__ARTICLE__:
Montreal, January 8, 2026 – The pitfalls of overregulating AI could pre-emptively restrict the significant economic gains that would benefit Canadians, according to a new MEI publication released this morning.

“What Europe did was hit the brakes on innovation, thus reducing its global competitiveness,” says Gabriel Giguère, senior policy analyst at the MEI. “There is no proof that any of the proposed protections were well-suited to the purpose.

“What we do know is that they have stalled AI innovation and investment, which will have ripple effects throughout the economy.”

Some estimate that AI usage could raise worker productivity by 14 per cent for workers with few qualifications. The researcher adds that productivity is a key determinant of one’s standard of living.

In May of 2024, the European Union attempted to regulate AI with a special focus on the protection of health, safety, and the fundamental rights of citizens in their interactions with AI tools. Only part of this law is in effect, and the European Commission is proposing to push full implementation back to 2027.

__SUPPLIED ENTRIES__:
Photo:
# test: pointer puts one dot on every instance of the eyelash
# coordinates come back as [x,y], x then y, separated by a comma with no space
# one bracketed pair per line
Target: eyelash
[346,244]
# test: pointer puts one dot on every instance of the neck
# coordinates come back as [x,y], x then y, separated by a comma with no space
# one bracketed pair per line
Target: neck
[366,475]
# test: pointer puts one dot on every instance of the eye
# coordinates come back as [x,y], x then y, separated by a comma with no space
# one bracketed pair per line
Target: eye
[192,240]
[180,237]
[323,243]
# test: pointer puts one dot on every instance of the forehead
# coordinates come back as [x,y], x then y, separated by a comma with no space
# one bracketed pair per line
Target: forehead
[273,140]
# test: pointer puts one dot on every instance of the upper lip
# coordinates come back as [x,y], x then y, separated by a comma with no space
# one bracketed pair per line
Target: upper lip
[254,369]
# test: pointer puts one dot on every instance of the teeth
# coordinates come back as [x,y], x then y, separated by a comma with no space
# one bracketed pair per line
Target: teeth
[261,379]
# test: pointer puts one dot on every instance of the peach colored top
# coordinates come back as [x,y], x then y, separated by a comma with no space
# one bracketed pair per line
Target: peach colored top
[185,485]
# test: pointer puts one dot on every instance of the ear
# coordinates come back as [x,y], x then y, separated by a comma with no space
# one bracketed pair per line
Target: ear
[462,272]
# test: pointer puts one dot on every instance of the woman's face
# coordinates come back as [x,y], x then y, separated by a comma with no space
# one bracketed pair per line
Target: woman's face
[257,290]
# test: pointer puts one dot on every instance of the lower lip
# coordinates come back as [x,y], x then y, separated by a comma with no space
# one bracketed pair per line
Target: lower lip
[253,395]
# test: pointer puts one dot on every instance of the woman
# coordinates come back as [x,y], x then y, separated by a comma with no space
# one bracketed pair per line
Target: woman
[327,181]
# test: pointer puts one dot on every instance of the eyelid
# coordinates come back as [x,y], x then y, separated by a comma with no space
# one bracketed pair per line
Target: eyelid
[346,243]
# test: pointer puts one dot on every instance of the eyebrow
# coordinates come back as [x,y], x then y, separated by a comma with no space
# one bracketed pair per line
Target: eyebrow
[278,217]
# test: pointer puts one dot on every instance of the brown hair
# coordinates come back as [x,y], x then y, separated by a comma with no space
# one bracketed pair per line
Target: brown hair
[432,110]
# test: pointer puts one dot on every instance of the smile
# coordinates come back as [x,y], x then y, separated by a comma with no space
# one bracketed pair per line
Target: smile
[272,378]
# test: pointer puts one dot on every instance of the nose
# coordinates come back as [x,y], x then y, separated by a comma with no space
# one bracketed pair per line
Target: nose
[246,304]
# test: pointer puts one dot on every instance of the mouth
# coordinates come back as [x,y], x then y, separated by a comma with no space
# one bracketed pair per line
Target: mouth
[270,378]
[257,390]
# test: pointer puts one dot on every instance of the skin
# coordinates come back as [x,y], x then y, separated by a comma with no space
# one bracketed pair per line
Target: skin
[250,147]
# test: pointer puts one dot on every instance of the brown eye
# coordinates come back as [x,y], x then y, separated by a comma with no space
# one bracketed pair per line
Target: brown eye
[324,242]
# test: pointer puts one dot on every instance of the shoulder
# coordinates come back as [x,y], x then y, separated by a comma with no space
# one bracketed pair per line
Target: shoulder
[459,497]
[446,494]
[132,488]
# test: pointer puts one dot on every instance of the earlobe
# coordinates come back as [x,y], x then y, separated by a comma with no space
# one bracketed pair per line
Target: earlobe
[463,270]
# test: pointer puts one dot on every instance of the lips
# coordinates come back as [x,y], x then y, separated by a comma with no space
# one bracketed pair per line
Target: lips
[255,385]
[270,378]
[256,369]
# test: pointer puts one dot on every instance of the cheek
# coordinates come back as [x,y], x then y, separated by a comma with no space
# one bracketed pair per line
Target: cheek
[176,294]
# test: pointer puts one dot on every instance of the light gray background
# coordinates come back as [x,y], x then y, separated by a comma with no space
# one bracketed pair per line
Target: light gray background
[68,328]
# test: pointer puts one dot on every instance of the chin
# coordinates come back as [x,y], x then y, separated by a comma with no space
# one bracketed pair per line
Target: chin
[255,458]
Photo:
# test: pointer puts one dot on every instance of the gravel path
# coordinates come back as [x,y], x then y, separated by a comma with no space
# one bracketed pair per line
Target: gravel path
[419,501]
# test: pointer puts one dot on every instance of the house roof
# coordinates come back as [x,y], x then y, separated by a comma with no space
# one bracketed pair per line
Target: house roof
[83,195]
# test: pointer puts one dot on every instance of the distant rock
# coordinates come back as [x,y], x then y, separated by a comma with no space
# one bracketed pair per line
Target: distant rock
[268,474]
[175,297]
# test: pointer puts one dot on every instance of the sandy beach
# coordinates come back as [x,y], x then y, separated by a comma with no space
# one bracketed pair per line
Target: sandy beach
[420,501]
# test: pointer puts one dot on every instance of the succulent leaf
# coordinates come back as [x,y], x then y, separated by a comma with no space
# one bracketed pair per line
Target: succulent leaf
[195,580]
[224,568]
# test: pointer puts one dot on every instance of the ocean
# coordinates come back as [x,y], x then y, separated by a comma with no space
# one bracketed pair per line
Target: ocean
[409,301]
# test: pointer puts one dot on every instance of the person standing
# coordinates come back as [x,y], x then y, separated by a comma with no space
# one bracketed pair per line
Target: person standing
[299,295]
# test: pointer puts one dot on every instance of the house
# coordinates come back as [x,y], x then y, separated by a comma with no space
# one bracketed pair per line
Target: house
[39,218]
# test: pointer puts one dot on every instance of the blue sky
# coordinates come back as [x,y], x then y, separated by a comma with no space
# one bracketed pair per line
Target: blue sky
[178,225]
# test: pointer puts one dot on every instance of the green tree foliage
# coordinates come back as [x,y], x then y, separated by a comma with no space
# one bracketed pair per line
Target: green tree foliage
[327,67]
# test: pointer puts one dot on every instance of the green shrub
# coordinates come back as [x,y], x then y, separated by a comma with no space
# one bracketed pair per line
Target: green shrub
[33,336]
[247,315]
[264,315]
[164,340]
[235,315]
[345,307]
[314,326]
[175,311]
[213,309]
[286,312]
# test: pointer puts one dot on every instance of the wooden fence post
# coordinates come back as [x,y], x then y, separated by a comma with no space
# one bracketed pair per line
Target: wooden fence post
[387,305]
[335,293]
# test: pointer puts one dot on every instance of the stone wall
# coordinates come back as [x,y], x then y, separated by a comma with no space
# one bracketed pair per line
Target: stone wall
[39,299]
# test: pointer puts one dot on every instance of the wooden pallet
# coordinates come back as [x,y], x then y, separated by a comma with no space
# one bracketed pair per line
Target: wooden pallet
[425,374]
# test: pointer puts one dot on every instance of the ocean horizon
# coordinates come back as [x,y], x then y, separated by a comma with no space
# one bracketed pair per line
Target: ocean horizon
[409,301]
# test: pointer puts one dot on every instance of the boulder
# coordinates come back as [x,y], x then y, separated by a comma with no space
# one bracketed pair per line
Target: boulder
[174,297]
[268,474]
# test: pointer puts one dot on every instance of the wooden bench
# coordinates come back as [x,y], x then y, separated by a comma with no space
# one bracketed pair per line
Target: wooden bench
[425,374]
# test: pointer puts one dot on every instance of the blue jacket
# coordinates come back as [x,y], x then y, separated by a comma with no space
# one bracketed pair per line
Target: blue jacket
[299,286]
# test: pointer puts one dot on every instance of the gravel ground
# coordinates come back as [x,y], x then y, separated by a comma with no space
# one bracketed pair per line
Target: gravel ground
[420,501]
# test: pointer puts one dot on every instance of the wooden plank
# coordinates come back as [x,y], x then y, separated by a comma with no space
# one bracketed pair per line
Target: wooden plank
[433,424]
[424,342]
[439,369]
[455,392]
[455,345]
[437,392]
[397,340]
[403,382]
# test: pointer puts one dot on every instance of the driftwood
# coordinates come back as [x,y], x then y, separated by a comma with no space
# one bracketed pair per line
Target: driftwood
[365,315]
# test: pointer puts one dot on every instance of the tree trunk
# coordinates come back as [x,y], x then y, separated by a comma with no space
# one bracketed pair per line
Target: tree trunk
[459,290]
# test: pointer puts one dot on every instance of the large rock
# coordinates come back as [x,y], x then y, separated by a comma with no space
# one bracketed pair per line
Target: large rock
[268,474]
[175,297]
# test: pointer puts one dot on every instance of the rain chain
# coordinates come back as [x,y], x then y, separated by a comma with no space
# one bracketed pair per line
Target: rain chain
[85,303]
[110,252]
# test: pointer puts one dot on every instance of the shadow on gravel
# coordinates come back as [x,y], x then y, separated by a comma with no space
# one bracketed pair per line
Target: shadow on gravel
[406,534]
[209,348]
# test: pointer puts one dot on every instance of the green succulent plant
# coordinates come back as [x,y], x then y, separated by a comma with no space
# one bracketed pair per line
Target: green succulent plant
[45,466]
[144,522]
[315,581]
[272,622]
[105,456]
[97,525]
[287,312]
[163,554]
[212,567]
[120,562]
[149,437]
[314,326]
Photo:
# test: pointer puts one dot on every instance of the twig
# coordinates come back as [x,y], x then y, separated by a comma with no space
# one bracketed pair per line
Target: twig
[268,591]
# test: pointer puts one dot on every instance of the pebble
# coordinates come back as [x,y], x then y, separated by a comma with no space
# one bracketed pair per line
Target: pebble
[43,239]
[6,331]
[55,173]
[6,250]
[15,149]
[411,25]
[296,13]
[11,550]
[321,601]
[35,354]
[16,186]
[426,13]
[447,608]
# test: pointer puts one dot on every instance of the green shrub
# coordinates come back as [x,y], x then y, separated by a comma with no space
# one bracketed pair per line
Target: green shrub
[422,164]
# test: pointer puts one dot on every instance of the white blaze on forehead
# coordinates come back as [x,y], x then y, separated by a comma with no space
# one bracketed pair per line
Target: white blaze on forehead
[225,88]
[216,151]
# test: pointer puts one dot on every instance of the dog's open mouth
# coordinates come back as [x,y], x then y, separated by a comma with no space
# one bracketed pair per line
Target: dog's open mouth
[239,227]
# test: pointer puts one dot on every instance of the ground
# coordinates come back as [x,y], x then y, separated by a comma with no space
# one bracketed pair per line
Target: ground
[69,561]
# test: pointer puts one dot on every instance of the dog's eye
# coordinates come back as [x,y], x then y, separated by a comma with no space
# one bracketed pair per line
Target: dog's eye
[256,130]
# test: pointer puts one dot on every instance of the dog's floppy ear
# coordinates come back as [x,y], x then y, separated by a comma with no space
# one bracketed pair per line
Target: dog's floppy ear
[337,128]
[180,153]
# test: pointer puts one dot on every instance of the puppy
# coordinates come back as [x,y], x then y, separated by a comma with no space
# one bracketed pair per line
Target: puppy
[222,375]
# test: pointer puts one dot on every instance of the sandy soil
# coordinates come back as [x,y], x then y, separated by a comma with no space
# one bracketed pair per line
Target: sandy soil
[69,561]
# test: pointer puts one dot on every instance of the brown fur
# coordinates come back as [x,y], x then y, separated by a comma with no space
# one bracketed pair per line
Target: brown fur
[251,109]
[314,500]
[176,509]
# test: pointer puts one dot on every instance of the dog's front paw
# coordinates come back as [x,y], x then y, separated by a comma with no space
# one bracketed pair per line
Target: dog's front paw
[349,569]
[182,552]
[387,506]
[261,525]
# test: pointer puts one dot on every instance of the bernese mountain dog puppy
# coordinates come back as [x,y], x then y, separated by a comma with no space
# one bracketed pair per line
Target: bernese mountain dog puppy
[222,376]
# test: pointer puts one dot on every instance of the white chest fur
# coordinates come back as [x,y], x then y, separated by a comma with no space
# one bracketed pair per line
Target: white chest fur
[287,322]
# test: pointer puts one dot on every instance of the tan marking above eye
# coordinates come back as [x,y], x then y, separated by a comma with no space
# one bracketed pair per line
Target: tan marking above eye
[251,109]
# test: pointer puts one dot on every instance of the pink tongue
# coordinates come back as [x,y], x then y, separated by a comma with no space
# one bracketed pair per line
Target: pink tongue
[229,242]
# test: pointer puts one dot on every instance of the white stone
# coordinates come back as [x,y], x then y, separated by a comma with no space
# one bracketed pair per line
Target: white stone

__YOUR OBJECTIVE__: From the AI regulation article above, extract everything from "Montreal, January 8, 2026" down to "released this morning.", copying it word for word.

__FINAL RESULT__:
Montreal, January 8, 2026 – The pitfalls of overregulating AI could pre-emptively restrict the significant economic gains that would benefit Canadians, according to a new MEI publication released this morning.